▶ **About this exercise**
Locate the line that contains "ok so i need the box for the bird's outstretched". Copy it and every following line through the end of the records, exactly, and include nothing else.

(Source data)
◆ ◆ ◆
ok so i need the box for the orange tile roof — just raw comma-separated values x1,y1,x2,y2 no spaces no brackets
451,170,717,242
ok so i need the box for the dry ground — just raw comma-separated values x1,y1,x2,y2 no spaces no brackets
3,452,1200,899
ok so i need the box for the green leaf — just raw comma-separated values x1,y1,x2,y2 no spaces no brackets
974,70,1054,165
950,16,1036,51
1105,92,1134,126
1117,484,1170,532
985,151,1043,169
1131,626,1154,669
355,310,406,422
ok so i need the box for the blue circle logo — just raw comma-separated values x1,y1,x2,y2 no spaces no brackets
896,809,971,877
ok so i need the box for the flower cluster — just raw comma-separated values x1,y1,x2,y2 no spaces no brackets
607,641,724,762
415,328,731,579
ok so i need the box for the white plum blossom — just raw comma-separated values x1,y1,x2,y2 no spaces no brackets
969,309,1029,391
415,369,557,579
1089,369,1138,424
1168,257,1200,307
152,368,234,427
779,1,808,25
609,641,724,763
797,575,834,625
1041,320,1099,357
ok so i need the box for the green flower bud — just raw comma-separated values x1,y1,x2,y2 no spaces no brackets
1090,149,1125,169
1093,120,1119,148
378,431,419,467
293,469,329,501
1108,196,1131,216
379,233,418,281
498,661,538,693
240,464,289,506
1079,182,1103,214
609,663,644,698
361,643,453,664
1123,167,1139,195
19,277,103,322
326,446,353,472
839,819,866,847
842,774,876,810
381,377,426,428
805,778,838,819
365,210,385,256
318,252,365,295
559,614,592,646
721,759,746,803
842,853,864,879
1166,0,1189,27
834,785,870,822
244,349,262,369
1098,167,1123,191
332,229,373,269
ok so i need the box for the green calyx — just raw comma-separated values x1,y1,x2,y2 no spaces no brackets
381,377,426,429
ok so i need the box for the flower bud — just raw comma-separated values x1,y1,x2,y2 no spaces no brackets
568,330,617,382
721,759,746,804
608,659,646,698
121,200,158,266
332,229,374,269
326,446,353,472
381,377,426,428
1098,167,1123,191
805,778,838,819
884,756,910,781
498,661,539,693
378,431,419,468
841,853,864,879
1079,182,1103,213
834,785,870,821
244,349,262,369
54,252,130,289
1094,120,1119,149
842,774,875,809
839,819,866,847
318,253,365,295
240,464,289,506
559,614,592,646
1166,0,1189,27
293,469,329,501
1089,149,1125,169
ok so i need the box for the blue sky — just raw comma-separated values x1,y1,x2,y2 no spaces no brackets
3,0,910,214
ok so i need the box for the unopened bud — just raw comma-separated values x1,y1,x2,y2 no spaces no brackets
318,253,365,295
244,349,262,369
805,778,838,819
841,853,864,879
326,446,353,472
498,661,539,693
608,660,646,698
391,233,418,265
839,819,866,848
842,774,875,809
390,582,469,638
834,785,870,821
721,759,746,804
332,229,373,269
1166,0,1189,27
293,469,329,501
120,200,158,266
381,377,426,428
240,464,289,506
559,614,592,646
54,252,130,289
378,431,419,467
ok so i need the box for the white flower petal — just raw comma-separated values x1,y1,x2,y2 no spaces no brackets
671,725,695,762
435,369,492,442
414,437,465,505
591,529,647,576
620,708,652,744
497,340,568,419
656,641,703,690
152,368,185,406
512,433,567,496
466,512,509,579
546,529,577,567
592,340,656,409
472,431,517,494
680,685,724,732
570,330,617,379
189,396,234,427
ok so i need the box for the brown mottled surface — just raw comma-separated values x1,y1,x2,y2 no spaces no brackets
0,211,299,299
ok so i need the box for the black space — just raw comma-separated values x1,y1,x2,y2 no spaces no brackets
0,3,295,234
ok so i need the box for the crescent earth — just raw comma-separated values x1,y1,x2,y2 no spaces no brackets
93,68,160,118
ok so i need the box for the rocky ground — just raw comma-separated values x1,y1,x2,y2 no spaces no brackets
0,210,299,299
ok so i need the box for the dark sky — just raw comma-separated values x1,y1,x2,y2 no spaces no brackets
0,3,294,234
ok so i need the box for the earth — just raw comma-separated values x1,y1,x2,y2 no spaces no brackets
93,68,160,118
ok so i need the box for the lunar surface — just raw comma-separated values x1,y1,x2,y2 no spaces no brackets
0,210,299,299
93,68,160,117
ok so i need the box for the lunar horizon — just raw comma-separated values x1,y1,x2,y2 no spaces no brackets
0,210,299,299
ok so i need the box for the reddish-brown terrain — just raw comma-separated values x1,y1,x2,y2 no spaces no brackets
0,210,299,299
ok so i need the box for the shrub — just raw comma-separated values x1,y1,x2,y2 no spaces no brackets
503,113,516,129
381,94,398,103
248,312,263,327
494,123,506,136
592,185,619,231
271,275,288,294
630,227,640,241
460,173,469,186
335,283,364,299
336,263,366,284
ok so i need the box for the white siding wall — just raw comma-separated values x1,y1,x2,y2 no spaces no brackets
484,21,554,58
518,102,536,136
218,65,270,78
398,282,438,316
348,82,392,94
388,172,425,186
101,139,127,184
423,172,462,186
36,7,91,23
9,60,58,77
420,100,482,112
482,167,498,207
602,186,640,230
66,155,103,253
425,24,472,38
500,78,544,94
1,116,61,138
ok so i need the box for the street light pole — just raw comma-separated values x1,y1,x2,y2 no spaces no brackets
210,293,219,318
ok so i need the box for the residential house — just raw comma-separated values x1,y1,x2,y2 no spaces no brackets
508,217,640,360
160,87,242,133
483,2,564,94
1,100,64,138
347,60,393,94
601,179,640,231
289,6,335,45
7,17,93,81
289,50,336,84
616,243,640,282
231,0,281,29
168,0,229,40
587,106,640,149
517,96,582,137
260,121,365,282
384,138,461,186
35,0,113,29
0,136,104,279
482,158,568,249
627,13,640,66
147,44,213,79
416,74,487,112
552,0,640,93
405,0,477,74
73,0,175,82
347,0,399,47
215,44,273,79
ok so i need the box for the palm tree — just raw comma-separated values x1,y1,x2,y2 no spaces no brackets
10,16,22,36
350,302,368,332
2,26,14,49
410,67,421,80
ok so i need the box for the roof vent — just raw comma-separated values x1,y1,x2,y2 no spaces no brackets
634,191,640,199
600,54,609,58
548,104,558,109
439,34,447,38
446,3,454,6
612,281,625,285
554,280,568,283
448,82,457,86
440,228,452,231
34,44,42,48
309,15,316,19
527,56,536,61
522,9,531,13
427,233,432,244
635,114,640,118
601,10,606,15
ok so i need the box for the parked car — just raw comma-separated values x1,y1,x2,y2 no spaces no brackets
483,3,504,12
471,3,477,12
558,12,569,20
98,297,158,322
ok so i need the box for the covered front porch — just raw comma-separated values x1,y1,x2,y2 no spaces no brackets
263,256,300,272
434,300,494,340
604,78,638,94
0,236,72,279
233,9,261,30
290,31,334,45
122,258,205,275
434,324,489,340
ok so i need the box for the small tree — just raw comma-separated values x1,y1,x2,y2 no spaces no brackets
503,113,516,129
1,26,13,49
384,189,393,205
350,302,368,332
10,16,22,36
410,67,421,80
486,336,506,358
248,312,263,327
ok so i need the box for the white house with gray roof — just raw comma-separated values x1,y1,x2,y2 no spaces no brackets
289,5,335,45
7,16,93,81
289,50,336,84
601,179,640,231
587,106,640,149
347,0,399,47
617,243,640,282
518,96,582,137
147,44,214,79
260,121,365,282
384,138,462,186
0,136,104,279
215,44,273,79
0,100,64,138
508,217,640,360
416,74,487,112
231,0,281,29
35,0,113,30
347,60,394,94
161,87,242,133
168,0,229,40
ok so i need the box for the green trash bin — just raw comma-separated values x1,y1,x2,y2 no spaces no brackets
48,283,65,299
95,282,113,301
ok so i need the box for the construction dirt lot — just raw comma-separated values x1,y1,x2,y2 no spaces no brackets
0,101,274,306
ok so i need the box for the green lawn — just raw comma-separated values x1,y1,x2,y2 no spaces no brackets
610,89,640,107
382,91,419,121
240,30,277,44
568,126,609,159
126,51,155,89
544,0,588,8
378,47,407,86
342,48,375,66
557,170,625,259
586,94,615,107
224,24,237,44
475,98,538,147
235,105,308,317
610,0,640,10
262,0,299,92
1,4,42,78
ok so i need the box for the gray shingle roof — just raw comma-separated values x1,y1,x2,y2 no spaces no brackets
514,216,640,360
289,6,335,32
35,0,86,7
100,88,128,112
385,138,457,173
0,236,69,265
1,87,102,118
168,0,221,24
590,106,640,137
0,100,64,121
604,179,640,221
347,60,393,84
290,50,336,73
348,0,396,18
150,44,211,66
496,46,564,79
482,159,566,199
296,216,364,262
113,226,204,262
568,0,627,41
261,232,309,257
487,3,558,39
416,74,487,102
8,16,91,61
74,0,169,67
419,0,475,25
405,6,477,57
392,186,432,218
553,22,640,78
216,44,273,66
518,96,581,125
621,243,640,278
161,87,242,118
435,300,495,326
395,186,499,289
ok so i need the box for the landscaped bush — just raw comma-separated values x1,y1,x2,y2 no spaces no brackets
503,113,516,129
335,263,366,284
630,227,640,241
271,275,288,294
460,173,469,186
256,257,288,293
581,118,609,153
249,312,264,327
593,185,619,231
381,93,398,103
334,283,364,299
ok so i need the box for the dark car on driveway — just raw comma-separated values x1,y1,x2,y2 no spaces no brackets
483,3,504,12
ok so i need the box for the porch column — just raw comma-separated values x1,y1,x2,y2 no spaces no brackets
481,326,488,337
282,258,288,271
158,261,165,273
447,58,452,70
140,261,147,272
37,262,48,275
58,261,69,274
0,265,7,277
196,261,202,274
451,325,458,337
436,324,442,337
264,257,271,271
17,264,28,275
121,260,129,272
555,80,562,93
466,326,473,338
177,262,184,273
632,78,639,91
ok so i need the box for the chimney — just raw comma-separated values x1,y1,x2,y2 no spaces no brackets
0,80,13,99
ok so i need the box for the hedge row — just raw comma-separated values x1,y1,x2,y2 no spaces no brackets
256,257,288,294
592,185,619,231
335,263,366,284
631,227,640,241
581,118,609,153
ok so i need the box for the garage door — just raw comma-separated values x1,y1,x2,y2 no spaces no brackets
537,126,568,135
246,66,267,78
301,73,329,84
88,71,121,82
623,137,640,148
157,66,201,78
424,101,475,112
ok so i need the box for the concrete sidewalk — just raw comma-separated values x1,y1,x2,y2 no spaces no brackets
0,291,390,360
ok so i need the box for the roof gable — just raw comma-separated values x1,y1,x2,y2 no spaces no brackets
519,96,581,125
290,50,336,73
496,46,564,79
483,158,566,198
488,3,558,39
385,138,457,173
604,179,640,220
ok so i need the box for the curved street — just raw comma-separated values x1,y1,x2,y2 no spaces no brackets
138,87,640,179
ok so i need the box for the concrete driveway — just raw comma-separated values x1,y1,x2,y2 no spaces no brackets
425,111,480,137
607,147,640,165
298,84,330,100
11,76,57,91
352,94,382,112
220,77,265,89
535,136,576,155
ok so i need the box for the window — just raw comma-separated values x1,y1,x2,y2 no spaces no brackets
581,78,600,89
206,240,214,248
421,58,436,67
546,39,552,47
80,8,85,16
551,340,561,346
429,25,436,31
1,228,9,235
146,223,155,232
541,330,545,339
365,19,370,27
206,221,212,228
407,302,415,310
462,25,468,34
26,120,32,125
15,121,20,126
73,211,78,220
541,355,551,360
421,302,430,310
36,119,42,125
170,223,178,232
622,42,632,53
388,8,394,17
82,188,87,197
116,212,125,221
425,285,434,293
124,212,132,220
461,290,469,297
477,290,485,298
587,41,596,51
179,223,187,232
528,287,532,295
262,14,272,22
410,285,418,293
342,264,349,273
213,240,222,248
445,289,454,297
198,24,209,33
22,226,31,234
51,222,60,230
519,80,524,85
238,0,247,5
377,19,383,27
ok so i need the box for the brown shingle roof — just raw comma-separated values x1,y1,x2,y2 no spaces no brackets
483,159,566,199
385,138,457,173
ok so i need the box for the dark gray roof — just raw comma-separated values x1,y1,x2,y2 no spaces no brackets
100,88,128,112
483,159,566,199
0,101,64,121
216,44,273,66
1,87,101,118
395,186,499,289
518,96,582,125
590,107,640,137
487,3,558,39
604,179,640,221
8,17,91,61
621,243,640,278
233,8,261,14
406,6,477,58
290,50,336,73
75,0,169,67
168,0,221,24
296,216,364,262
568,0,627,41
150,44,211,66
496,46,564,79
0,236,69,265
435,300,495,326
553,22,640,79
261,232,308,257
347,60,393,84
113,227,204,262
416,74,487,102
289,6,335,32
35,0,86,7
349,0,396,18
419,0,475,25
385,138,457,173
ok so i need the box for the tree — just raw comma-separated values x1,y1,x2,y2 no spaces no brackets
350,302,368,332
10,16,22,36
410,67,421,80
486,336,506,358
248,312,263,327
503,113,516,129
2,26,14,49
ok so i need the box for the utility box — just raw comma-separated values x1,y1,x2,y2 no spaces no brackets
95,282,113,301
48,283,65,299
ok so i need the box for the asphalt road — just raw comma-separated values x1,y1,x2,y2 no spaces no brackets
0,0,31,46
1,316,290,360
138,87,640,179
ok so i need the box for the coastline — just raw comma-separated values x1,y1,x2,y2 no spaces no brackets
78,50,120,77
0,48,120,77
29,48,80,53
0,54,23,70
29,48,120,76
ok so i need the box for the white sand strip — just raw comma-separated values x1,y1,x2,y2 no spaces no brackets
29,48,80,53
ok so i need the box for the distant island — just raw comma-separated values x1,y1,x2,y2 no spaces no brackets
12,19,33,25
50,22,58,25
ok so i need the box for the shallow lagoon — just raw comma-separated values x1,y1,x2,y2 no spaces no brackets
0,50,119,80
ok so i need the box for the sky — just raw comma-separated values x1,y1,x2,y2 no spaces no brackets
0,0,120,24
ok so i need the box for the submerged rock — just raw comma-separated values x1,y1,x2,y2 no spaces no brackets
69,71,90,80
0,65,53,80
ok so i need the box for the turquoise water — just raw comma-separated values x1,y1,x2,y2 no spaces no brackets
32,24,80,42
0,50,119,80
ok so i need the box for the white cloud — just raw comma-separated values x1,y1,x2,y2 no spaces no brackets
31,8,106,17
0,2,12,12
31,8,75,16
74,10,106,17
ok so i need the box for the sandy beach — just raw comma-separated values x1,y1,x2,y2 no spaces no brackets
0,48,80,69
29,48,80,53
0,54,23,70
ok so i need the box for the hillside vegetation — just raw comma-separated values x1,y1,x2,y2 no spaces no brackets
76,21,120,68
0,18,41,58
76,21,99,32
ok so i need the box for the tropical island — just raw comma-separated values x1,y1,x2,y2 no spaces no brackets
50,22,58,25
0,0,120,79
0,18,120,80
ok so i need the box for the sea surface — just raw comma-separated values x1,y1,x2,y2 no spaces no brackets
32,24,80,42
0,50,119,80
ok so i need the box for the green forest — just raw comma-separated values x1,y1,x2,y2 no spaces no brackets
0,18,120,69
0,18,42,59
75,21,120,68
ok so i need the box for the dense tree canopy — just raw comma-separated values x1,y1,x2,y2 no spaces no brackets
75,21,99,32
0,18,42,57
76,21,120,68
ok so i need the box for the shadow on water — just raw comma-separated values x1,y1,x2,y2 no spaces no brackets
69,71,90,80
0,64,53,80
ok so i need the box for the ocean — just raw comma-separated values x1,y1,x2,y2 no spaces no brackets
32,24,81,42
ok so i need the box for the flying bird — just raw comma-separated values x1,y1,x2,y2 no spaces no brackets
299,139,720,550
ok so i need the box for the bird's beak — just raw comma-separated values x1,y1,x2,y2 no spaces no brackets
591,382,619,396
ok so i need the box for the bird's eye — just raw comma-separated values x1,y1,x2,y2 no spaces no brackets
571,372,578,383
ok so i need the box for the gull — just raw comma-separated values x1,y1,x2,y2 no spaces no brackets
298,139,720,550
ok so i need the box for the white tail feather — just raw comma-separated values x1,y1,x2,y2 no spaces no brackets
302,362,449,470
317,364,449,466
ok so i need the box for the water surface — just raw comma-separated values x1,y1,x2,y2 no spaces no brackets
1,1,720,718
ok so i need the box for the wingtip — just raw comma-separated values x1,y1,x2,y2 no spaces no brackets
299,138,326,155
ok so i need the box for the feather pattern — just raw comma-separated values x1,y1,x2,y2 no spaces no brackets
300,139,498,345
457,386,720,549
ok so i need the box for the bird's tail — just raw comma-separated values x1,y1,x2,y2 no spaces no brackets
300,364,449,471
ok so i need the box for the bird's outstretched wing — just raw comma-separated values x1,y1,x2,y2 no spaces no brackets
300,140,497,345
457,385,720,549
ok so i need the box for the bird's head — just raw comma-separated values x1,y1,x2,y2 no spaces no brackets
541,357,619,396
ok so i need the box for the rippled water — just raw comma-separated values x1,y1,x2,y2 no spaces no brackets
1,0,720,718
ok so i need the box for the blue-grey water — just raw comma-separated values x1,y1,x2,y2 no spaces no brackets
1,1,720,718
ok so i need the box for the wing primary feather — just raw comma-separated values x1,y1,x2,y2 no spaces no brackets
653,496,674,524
◆ ◆ ◆
▶ **Response below**
ok so i need the box for the bird's outstretched wing — just raw comma-separated values x1,y1,x2,y2 no spaces no brackets
300,140,497,345
457,385,720,549
ok so i need the box for the bird's head — just raw comma-separated values x1,y1,x2,y2 no spaces no brackets
541,357,619,396
ok so i need the box for the rippled water — just raw comma-separated values x1,y1,x2,y2 no spaces no brackets
1,0,720,718
ok so i need the box for the blue-grey water — just raw comma-separated values x1,y1,x2,y2 no spaces no brackets
1,1,720,718
ok so i need the box for the wing primary feather — just raw comma-separated values x1,y1,x2,y2 no spaces no brackets
653,496,674,524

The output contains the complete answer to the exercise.